The answer is the set of lines that include "snow", copied from the data below.

** Opening Provided entries block **

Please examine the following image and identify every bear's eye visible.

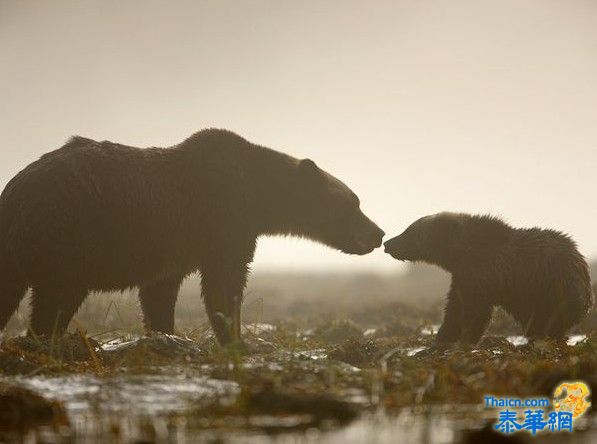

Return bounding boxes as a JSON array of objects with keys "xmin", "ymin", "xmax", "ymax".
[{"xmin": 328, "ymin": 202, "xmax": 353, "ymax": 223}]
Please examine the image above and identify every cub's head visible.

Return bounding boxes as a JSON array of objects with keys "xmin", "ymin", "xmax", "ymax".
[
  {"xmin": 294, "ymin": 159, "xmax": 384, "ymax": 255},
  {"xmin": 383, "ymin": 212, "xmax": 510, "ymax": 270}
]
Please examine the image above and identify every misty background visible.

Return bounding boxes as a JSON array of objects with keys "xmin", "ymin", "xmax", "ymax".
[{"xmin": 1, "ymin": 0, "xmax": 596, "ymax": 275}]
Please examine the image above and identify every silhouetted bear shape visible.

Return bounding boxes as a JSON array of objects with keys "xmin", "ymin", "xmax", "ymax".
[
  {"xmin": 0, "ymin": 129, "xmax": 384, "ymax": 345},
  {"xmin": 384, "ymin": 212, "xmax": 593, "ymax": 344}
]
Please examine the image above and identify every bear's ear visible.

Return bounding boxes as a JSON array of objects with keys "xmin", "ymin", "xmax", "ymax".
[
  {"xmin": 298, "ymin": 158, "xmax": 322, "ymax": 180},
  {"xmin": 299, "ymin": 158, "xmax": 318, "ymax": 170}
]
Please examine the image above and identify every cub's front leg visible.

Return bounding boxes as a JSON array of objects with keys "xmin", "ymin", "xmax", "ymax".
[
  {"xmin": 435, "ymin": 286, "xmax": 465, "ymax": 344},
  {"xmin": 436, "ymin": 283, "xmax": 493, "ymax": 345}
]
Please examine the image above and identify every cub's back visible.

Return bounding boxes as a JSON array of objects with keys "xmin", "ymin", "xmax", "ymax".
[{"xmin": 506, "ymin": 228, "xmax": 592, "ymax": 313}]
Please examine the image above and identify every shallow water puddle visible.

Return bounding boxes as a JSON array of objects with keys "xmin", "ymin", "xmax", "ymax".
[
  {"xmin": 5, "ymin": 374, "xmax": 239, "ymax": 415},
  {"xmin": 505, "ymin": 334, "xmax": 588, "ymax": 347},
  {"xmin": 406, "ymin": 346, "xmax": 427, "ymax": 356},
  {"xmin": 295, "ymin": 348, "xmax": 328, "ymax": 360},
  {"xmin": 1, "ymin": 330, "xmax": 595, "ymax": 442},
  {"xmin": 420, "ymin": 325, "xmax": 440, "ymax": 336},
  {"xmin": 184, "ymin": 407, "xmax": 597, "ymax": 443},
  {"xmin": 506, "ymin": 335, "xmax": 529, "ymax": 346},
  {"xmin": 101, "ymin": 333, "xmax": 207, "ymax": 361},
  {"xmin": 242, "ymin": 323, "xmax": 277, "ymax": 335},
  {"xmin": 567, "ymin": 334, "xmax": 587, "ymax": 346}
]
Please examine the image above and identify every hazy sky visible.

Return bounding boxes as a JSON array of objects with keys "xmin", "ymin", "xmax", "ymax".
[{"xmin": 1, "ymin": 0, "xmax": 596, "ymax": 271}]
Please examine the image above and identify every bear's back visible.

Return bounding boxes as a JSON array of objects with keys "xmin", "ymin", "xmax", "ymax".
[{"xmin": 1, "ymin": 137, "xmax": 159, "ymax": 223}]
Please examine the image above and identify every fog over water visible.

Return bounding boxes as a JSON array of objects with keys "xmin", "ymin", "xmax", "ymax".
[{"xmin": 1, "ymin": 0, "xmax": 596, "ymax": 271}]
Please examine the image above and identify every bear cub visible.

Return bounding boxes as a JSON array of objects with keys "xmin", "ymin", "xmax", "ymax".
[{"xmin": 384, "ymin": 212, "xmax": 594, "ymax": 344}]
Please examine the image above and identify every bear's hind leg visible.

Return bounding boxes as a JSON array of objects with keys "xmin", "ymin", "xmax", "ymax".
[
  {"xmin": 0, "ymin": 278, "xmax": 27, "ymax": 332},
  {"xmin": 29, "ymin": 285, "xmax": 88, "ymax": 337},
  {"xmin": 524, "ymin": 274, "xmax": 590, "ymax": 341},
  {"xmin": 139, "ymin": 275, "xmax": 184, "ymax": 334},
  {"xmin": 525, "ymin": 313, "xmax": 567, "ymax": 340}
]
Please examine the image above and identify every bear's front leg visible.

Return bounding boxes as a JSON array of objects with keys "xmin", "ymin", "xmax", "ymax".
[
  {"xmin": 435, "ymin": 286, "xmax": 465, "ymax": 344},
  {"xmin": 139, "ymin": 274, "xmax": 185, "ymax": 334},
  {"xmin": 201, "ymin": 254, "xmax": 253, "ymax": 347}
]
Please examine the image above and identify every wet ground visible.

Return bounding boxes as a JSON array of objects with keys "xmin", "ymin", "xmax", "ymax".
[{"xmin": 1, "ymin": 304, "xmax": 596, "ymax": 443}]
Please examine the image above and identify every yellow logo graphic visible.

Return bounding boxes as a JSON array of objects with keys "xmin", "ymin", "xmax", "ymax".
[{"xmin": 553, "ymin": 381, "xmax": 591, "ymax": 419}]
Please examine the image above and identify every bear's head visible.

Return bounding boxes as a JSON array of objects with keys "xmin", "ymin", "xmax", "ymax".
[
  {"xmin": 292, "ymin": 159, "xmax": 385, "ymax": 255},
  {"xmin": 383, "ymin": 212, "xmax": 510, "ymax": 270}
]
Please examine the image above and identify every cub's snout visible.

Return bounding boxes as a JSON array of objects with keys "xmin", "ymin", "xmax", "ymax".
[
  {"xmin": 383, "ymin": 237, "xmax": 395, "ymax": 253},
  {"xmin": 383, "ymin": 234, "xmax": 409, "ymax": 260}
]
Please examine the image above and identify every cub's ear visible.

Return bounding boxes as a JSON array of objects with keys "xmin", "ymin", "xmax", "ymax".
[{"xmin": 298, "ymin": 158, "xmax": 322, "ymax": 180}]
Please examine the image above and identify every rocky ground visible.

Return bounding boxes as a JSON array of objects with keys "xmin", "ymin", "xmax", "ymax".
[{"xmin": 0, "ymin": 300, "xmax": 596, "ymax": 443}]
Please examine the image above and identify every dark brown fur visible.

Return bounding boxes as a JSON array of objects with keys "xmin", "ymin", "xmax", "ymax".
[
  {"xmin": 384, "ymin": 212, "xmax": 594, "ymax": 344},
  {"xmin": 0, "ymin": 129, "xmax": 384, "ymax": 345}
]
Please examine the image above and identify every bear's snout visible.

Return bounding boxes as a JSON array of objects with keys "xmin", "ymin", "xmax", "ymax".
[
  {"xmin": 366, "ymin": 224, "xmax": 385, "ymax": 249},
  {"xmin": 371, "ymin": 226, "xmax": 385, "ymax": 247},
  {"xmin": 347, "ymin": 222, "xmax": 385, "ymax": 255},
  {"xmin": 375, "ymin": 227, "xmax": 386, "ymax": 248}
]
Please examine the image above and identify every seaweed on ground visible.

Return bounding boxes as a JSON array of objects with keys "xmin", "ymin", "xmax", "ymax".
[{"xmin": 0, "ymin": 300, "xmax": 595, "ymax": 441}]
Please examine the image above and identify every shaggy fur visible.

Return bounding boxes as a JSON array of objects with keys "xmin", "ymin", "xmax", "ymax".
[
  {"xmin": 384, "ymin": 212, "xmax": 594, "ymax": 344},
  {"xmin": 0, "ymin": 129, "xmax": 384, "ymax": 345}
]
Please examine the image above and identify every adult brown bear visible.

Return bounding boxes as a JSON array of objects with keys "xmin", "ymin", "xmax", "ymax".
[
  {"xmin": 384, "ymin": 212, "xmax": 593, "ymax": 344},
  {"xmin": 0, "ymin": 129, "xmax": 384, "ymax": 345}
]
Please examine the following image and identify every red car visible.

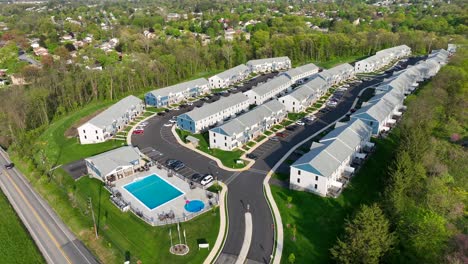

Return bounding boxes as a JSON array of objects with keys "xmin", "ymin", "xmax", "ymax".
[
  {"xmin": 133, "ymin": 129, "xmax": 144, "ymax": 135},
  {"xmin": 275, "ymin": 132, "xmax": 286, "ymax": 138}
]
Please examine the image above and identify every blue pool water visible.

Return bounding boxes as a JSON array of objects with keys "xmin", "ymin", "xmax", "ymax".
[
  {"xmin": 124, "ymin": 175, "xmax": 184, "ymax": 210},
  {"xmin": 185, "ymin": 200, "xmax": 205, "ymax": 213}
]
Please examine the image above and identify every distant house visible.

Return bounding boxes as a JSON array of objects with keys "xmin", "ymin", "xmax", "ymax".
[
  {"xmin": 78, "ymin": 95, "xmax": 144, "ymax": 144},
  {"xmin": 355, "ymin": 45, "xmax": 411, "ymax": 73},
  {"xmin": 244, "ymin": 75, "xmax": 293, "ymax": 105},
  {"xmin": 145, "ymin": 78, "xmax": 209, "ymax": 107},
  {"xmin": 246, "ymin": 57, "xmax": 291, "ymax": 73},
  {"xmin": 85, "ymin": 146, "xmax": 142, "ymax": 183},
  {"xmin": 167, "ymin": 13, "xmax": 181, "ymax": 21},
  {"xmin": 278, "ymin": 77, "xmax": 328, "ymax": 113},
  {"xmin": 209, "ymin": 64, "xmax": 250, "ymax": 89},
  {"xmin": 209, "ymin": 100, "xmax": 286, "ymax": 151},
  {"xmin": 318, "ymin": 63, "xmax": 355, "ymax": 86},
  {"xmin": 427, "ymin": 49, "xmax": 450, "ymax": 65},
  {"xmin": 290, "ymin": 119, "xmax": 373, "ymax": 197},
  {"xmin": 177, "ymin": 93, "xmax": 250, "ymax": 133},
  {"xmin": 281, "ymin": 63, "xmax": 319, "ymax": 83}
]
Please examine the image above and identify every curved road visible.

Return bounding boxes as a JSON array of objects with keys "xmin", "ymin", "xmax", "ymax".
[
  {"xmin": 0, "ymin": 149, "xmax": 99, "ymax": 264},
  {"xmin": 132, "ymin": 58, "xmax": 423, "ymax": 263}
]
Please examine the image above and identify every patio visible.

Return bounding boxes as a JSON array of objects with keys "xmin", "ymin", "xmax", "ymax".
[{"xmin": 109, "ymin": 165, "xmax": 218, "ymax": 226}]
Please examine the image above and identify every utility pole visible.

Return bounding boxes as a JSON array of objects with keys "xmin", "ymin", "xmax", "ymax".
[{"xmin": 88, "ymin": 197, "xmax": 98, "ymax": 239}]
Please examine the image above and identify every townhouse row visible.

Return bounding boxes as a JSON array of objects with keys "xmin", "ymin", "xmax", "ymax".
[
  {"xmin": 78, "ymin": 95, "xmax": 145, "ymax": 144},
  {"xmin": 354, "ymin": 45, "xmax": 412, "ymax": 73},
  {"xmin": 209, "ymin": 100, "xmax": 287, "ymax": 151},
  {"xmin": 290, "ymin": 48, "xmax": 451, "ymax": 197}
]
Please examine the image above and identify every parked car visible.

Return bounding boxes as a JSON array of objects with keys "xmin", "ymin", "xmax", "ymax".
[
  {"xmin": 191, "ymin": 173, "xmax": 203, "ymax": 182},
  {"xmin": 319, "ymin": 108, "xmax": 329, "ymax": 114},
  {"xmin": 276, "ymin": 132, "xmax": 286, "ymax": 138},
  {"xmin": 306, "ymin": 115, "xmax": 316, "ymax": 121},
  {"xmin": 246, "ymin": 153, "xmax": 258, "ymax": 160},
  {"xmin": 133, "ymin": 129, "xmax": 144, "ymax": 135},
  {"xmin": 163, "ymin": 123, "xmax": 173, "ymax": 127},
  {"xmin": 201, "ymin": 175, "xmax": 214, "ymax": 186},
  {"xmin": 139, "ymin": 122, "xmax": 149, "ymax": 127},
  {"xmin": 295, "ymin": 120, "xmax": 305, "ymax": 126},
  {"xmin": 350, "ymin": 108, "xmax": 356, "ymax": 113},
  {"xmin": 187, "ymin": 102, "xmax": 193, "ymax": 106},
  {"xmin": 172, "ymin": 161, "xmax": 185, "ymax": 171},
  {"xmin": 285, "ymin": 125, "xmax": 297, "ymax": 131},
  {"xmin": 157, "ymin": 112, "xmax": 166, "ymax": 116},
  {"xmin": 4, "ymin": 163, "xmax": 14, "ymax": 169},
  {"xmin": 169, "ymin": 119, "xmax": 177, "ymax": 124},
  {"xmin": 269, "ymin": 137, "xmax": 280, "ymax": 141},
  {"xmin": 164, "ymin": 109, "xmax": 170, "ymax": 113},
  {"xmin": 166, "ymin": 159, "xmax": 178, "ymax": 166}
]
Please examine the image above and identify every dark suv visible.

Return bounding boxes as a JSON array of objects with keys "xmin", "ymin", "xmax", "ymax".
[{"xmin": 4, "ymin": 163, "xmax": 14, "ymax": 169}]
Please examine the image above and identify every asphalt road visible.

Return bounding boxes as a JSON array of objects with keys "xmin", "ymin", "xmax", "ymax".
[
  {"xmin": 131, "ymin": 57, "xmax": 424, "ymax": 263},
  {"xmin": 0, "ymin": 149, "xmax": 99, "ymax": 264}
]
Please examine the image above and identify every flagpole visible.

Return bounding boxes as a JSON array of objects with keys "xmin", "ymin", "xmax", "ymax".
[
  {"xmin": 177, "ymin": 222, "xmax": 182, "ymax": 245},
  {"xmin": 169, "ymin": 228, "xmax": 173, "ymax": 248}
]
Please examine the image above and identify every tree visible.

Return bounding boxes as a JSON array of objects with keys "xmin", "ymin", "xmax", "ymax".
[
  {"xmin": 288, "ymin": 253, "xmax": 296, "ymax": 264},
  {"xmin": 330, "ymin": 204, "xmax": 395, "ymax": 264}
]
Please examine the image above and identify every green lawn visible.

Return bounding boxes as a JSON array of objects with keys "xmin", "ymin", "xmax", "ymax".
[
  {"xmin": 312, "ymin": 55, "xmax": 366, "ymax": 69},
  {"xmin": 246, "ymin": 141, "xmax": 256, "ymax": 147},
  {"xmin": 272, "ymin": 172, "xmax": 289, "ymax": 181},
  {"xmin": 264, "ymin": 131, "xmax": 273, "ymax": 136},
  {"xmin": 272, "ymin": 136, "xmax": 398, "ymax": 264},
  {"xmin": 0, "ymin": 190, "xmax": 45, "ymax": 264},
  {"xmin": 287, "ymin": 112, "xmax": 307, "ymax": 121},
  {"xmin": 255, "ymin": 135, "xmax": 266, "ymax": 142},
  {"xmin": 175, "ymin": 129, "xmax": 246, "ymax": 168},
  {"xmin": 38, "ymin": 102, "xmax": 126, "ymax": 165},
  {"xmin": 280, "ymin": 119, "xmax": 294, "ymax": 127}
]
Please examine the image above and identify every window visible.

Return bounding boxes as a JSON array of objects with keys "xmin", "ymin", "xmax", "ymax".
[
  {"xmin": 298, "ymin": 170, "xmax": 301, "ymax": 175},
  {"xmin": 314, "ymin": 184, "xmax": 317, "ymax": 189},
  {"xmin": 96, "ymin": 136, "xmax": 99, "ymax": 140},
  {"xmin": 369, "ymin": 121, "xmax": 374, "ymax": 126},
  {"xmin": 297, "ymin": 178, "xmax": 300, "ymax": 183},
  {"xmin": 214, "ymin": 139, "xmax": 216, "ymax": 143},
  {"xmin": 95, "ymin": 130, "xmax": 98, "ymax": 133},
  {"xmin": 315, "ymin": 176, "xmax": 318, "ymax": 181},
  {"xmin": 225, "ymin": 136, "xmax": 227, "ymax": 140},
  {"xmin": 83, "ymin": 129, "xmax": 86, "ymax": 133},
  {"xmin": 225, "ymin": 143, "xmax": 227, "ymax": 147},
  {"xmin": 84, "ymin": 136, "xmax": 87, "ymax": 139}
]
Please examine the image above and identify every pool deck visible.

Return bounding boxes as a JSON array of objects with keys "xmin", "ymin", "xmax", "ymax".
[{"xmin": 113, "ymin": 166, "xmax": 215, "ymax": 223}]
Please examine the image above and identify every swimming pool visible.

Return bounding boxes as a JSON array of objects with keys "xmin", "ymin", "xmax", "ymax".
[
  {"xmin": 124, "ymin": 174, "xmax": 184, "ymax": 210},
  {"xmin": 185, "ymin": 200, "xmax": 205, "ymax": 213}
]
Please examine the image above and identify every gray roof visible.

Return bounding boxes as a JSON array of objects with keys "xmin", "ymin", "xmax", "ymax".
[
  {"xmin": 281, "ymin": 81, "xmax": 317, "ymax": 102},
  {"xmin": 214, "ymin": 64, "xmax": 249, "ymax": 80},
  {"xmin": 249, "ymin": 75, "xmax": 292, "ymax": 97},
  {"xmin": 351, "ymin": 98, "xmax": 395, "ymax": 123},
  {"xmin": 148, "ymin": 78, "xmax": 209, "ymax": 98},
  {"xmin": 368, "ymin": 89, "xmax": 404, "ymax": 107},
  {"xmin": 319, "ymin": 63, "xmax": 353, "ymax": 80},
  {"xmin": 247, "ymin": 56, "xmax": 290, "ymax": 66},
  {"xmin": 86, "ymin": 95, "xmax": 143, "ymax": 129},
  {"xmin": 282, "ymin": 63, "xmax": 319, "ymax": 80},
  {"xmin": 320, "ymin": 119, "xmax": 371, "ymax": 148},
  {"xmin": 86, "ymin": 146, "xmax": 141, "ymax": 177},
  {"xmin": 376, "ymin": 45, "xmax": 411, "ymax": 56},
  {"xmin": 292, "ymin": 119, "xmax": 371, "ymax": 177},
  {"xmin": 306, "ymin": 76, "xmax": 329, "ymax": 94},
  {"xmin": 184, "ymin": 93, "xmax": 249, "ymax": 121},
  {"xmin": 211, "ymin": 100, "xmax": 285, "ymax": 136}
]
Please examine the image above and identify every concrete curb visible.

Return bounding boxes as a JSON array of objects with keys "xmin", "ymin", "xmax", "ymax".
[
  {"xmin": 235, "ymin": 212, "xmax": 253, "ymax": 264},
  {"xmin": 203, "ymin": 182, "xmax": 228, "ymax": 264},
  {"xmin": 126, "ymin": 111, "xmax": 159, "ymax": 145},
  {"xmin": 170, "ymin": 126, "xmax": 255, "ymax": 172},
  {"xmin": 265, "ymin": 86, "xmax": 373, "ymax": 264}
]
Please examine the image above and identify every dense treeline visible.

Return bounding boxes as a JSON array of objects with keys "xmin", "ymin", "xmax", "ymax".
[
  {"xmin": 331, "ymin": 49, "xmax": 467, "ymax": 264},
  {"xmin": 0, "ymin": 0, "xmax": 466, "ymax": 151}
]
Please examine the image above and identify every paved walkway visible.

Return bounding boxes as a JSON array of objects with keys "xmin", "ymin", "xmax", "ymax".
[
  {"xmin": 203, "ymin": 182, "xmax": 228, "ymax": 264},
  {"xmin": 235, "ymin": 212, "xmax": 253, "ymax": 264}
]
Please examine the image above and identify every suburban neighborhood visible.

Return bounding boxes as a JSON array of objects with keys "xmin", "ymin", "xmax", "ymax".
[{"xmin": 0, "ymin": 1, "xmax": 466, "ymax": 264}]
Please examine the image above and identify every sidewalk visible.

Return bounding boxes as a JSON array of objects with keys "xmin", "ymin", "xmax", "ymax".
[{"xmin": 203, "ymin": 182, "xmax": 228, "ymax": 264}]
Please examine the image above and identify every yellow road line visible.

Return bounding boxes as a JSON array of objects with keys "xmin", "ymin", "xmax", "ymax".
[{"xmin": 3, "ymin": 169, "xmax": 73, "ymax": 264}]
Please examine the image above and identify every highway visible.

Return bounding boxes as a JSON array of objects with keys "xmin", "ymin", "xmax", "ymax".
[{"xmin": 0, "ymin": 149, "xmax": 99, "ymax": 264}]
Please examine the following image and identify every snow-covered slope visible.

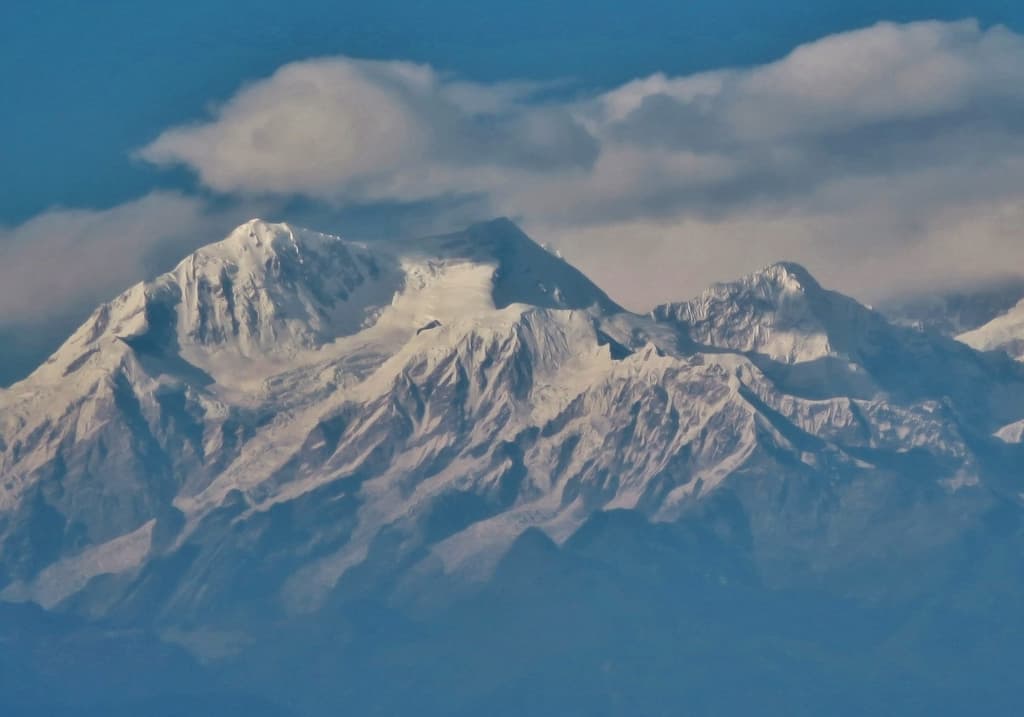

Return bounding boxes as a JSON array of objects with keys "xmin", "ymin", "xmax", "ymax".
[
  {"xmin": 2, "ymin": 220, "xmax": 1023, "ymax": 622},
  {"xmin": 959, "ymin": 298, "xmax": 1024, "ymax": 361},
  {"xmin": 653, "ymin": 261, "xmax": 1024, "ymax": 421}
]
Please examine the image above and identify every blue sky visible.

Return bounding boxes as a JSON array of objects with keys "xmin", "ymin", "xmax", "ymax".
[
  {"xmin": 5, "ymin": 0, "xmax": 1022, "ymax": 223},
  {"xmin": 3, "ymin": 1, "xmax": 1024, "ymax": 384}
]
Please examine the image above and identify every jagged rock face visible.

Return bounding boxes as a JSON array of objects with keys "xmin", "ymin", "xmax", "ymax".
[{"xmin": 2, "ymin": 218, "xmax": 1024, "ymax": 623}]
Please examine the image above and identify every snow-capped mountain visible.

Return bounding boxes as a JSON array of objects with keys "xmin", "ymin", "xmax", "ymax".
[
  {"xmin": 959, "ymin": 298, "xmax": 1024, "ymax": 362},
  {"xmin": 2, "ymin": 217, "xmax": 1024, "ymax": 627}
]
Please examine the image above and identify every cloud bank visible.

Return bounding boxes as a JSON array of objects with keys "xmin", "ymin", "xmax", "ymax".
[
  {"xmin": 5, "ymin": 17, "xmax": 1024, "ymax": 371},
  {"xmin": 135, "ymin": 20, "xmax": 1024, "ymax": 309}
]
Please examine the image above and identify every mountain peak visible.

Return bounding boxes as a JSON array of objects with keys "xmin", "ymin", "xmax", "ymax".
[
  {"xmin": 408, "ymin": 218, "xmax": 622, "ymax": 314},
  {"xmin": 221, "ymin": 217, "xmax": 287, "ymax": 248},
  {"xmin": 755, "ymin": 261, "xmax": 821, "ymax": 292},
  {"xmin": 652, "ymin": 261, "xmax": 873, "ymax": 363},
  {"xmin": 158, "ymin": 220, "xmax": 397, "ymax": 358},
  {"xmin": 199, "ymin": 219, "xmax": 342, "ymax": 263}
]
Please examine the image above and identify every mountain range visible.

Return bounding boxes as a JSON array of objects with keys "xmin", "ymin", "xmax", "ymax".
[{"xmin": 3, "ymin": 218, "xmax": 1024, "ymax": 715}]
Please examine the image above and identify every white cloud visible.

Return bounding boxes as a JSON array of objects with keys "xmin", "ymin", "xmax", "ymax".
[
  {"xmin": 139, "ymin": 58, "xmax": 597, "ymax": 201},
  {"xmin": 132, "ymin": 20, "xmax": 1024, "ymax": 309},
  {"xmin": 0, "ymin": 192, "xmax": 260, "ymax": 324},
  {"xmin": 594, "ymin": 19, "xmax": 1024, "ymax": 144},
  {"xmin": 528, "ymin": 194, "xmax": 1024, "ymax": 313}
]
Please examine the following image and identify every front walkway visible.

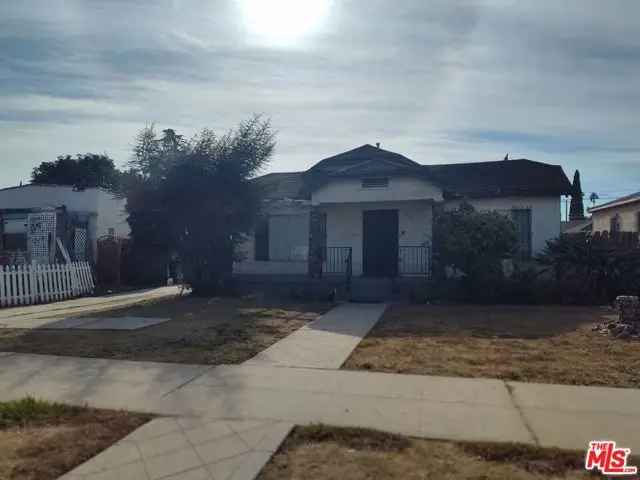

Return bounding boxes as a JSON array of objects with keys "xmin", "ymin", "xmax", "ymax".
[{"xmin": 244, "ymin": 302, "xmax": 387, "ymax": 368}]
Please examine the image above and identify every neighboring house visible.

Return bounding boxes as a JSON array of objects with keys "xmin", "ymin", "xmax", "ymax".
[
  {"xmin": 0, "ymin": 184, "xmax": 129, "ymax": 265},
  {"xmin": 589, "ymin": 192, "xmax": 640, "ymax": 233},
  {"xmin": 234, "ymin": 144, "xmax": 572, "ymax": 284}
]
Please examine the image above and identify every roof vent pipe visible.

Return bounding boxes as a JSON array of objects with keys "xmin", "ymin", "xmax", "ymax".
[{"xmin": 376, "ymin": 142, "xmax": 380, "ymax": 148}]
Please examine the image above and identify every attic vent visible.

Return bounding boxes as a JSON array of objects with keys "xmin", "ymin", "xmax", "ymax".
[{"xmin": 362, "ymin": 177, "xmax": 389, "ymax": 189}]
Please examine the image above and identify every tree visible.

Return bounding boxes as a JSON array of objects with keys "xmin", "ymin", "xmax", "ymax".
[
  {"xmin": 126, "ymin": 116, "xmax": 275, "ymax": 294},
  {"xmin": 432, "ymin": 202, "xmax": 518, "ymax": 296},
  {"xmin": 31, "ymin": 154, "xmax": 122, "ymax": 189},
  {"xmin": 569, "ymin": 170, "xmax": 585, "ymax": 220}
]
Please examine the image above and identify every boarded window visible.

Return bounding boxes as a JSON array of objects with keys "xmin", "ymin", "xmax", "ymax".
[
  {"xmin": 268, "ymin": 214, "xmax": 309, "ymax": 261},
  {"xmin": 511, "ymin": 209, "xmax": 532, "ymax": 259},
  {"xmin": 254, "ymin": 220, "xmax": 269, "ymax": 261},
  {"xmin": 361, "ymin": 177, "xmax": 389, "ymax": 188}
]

** Closing Provided entries block **

> **Result below**:
Please examine the following image and identify every snow-covered slope visible.
Please examine the image above and identify every snow-capped mountain visible.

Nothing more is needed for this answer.